**Request:** Extract each line from the records below that contains the string "center".
╭─ Records provided
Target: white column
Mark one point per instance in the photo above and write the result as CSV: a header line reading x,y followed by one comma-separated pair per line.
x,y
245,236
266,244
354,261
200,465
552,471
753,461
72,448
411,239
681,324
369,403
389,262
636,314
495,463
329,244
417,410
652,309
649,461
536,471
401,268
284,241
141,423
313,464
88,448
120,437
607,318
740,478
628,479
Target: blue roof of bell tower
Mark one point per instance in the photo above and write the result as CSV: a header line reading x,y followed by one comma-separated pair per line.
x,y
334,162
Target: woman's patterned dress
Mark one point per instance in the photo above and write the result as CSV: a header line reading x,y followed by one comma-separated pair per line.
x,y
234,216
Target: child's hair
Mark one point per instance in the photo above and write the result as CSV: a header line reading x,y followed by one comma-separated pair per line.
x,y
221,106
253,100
╰─
╭─ Records provided
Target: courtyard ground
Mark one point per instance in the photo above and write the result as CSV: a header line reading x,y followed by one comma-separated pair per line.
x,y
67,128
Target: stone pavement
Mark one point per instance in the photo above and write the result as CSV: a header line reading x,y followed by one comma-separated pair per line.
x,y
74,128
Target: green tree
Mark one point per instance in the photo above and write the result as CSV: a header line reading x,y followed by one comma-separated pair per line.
╰─
╭─ Records provided
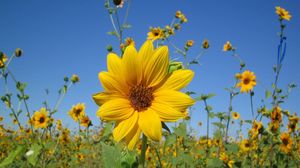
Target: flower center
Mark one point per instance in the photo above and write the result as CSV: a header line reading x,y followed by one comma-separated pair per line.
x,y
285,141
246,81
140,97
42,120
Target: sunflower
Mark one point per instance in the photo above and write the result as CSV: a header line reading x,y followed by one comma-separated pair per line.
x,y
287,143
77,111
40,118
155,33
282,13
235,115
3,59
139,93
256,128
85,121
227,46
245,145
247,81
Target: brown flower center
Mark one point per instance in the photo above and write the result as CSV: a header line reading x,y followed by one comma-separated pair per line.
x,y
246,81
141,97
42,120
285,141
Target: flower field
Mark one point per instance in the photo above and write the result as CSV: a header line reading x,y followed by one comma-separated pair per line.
╰─
**Response for this exercise:**
Target: flower center
Target: brown flower center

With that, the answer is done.